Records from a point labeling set
• • • • •

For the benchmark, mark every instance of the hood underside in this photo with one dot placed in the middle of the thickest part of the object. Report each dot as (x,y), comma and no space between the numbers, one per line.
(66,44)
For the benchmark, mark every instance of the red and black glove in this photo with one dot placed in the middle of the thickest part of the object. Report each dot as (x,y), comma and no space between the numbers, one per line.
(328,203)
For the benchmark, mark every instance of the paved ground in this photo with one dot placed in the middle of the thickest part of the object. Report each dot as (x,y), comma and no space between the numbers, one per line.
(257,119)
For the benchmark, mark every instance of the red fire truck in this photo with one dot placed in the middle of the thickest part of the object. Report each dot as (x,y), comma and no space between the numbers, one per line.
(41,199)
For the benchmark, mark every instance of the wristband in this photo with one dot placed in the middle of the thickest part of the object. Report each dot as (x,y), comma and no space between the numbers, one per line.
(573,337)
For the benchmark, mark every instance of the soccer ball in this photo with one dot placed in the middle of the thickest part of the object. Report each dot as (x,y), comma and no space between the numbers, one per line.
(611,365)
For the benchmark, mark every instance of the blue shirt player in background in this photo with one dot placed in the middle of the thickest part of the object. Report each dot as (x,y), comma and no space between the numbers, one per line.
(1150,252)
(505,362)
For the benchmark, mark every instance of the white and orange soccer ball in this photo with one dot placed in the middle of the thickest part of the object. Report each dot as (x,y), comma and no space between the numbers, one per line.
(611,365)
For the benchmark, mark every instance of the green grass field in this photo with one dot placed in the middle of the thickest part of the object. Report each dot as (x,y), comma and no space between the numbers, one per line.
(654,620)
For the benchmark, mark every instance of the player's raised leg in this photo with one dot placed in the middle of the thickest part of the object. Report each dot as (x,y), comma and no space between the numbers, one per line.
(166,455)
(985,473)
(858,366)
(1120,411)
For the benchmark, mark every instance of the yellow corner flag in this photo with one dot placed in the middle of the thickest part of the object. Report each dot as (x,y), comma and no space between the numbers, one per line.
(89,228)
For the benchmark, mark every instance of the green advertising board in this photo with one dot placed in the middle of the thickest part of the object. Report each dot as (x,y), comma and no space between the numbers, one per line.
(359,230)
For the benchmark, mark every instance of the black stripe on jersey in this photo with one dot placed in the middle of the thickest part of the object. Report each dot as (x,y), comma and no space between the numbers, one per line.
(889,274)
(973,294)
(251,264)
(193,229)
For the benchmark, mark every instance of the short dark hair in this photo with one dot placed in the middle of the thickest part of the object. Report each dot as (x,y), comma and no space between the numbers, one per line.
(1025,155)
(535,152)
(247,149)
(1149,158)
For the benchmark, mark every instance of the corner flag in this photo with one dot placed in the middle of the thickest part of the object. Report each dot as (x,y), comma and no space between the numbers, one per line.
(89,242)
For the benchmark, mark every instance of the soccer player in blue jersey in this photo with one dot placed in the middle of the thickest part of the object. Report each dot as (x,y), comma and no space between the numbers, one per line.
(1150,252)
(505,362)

• • • • •

• **The task**:
Reproduce all of the data above word for word, keeping every line in its original order.

• **Output**:
For the benchmark, mark every instance of the hood underside in this photo with one dot placed in the middle of the thickest part of the object. Report each dot as (x,y), comma and no space between the numbers, one per line.
(66,44)
For the benchmark, mark every instance of the red and black glove in this photo with one dot placed in the middle of the thickest part of the object. Report each dot as (x,y), comma and no space between the numbers, one per line.
(328,203)
For the benchmark, mark every instance of the paved ground in this photo with one dot placed in the middle of the thickest part of the object. Report each dot as (x,y), comma and no space between the numbers, one per line.
(257,119)
For the benchmark, mark every instance of the red fire truck in this photo with one dot placed in the middle of the thickest part of the object. Report each dot as (x,y), comma and no space between the numbers, one per line.
(41,199)
For the benchmark, mark every instance of the wristband in this photo with one dot placed in the middle of the thickest part of the object. Report each dot as (x,y), comma and no space between the numbers, one per line.
(573,337)
For the benchmark, mark every instance of the soccer ball in this photo with one dot placed in the middle of the thickest part of the object. Report each dot as (x,y), comma and no space between the numbers, one per line.
(611,365)
For the benchmark, mark every instance of the blue shirt player in background in this photo with one dot placed in the middle of the thickest part of the object. Report each dot as (x,y), comma and no space between the numbers, one per line.
(1150,252)
(505,362)
For the benchmark, mark every instance of the white and orange soccer ball in this photo with one dot placed in the middle of the thickest part of the object. Report each dot as (x,y), comma and no space between the numbers, one per line.
(611,365)
For the benchmark, mark every instance of the green grass field in this photo with one dot placed in the middle of the thickest part of the object. Report each dot as (x,y), comma and no space between the numbers, one per line.
(654,620)
For the benchmark, mark every instance of the player's raised leg in this photo with one dot placed in the middle of the thickest part of the object. Report each dot as (x,y), comma and no space between the numbers, one per line.
(166,455)
(985,473)
(858,366)
(1120,411)
For the benchmark, mark every instance of the yellow corner flag in this photo with one dot placed in the middle of the thickest part of the object. Report each dot as (x,y), comma and no space between the numbers, one per line.
(89,228)
For the benchmark, mark every instance of the green advertising board in this photo with one dot placed in the middle of the thickest part of the object. Report each dot as (x,y), comma and no space between the numbers, one per line.
(359,230)
For the benchmark, mark every instance of the black stripe on jersey in this photo with one dot placed in the middle of the thickest part of the object. Report each dot as (x,y), comma and no space between the numbers, one per line.
(889,274)
(973,294)
(251,264)
(193,229)
For the benchmark, mark every instance of the short dark hair in this photo with one dot placed in the middle of the thickest part of the object. Report each dot as (x,y), comma and no space between the numbers, one per line.
(1025,155)
(535,152)
(247,149)
(1149,158)
For the benchmark, mark every instance of the corner flag in this photo with one dot placed in the middle of the thickest part of the object. Report each dot as (x,y), comma and no space between the numbers, one per line.
(89,242)
For the benchmark, mark every instance of the soccer player in blue jersey in this photo with one dot placed in the middle of the thickest part of the object. Report each dot as (x,y), comma and no space between the numbers, one per line.
(1150,252)
(505,362)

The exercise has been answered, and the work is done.